→ **Requirement**: Each record below needs to be copied out exactly as it stands.

→ **Source material**:
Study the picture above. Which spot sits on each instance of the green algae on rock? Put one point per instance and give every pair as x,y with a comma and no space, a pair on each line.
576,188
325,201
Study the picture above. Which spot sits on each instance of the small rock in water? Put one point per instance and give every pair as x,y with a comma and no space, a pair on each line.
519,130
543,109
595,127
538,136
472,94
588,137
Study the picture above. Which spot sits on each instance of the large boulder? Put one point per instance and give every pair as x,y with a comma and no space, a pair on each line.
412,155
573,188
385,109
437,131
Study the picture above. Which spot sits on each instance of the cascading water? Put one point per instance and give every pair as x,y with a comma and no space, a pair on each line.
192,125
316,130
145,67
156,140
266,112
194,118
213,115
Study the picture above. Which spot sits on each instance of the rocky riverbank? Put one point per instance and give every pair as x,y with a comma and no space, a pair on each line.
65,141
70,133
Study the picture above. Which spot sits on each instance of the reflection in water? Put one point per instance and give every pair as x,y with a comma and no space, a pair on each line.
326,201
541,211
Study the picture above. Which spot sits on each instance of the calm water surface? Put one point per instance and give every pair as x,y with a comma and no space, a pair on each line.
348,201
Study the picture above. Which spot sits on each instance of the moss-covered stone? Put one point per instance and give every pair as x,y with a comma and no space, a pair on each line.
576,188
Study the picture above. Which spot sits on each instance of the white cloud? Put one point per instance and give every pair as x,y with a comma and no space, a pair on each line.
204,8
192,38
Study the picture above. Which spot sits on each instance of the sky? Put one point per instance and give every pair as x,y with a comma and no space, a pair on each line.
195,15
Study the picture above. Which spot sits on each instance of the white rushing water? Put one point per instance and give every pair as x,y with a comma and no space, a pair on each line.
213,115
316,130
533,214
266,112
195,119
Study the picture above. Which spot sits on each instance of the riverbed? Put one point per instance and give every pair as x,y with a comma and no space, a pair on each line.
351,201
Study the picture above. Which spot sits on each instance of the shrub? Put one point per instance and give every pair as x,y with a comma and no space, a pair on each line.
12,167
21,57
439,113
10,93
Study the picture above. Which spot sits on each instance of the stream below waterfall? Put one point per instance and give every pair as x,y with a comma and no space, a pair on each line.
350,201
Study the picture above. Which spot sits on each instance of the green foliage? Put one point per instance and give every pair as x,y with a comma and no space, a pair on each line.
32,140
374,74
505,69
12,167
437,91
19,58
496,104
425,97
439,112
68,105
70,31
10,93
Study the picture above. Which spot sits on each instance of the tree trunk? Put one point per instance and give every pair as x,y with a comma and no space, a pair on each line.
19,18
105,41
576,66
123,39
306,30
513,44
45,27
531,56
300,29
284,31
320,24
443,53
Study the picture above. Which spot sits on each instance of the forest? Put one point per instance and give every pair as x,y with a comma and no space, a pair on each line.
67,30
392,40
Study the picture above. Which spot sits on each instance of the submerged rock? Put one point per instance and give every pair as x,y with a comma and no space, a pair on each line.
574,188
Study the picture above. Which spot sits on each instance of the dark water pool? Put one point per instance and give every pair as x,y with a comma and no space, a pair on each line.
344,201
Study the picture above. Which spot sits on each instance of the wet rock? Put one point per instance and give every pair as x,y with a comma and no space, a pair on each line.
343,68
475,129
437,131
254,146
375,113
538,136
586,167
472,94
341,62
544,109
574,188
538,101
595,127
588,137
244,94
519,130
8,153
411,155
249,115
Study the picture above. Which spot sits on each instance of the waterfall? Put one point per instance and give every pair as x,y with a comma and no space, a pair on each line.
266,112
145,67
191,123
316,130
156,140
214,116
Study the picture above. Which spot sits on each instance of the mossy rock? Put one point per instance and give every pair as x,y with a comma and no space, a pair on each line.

→ **Answer**:
Study the picture above. Which spot sits on each instance of the green algae on rock? Put one point per instance and give every pair as x,y with a comma and no space, a pair on each line.
576,188
325,201
Study the picture above. Which spot sits on each instance of the small rock in water? Put one point per instance and give every pair as x,y with a comma and no space, a pair on each line.
519,130
543,109
595,127
538,136
472,94
588,137
Study the picture above. Which spot sits on each instance of the large boulder? Put one point per instance and give every pair as x,y with a comma and no space, a pair on each line.
412,155
573,188
385,109
437,131
Study the picture above. Which spot sits on each instance of the cascading water? Put one point per instance and give every pair as x,y with a comma and no space, a pair on each line.
192,125
316,130
145,67
156,140
266,112
194,118
213,115
Study the picture above. Which spot sits on each instance of the rocky riverbank? Put one point per instance and give every pair as x,y with a comma and no space, a pair on each line.
65,141
70,133
Study the picture above. Which spot sits on each instance of the reflection in water? Put one point per instance and give every pair as x,y with a comma and no space, a pair on each line.
326,201
541,211
Study the picture above. Which spot sits on each instance of the calm water surface? Put one point per instance and give every pair as x,y with a comma and no space, a pair on each line.
348,201
Study the picture above. Which spot sits on each instance of the moss-covered stone? Put one point per instance and give every pair as x,y with a comma and no space, a pair on each line.
576,188
Study the picture above. Which spot sits on each instance of the white cloud? Put one point per instance and give every pair as x,y with a comma and no space, a pair on each line.
204,8
192,38
Study the picture above. Which spot sits on each instance of the sky? Put one point per instance and give every pair as x,y with a comma and no space, a pair on each line.
195,15
Study the picture above. Which spot sits on each instance of the white rushing water? Put one point per instance and give every pair as x,y with a comma and no space, a pair on each line.
213,115
316,130
533,214
266,112
195,119
Study the picture above. Which spot sits on each instance of the riverbed? Put one point per instance and give every pair as x,y with a comma and no space, a pair on each line.
351,201
Study the picture above. Which spot sits on each instance of the shrub? Put one point per instance and give every pair as x,y with a comma and no space, a pair on each line.
12,167
21,57
439,113
10,93
Study the picture above. Which spot sits on each instance of the stream below waterfall? Put one point per instance and give every pair as x,y with a comma and no space, a pair on each line.
350,201
Study the picture above. Which spot sits on each instance of the green foliage? Put one point per instance and give every pair as x,y with a comma and no space, a pair on each line.
32,140
374,74
505,69
12,167
437,91
19,58
496,104
425,97
439,112
68,105
70,31
10,93
Study the picture above. Which spot sits on each instance of the tree trunk? Put one point per instance and give every pair as x,y with a comma and no space, a pair on each line.
19,18
105,41
576,66
123,39
306,30
513,44
45,27
531,56
300,29
284,31
320,24
443,53
Study the picture above. Which spot sits on each instance of the forest? Put one point per instance and give every pair as x,y with a comma and no space, a pair on each line.
67,30
392,40
Study the picture above. Which spot sits on each instance of the submerged rock? Put one point per instance and give every pair as x,y with a comma and no space, a pair on each line.
574,188
Study the picture above. Which spot sits on each instance of the dark water pool? Put one point per instance and give every pair as x,y with a comma and no space, a pair on each line.
344,201
Study the picture above. Which spot sits on each instance of the wet rock? Put one point per instance and give every pair as x,y with a comma and no space, a pair on each line.
343,68
475,129
437,131
254,146
375,113
538,136
586,167
472,94
341,62
544,109
574,188
538,101
595,127
588,137
244,94
519,130
8,153
411,155
249,115
Study the picture above. Which spot sits on each instance of the waterfall? Put one point per instance and give every pair as x,y with a comma and no space, a pair on each line.
266,112
145,67
191,123
316,130
156,140
214,116
Study the picture above. Which spot sits on each instance of the mossy rock? Put one point per instance and give every pair as x,y with a comma and no space, a pair on each line.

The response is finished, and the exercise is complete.